(Records from a dataset)
════
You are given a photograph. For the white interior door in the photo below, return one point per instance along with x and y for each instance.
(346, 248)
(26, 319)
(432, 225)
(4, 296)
════
### What to work on
An exact reproduction of all the records is needed.

### Exercise answer
You are given a photograph. For the white interior door in the photo below, return one point per instance along with x and y for each instance.
(346, 248)
(26, 319)
(432, 225)
(4, 296)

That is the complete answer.